Data extracted from a collection

+++

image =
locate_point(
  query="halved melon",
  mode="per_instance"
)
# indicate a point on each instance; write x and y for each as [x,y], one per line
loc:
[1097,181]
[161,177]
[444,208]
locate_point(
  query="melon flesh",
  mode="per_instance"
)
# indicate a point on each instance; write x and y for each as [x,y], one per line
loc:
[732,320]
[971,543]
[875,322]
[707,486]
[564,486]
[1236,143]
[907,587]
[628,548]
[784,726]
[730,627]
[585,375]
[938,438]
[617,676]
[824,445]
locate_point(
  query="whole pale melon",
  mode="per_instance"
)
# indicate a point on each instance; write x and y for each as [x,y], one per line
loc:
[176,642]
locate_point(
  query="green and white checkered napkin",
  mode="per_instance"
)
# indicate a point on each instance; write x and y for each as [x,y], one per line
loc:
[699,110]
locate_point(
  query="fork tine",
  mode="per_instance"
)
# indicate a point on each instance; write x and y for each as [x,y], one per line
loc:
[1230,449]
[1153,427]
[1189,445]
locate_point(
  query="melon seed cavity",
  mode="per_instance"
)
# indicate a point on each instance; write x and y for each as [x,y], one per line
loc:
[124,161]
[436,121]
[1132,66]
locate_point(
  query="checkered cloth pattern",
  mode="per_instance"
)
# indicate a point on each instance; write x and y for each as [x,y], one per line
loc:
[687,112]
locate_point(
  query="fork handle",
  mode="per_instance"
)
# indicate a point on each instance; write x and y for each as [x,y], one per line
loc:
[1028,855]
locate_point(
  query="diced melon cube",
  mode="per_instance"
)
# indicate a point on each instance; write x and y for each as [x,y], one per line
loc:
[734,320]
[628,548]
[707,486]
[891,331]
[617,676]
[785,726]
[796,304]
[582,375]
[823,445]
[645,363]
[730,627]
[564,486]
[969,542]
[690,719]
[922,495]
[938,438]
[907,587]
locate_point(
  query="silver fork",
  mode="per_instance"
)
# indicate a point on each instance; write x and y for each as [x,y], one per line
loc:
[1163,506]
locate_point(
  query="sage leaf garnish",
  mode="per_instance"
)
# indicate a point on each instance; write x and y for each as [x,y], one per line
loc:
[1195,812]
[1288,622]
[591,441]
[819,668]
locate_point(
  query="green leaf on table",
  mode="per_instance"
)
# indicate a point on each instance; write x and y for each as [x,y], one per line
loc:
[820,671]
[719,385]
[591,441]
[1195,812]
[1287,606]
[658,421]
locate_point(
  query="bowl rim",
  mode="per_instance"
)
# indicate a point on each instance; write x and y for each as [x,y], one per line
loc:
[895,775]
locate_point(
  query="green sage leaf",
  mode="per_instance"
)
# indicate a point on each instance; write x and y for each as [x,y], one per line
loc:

+++

▶ _PROBLEM_
Make a list of all lines in the data that contain "leaf".

▶ _TASK RESULT_
  query="sage leaf garnish",
  query="green leaf on table",
  query="green sage leaf",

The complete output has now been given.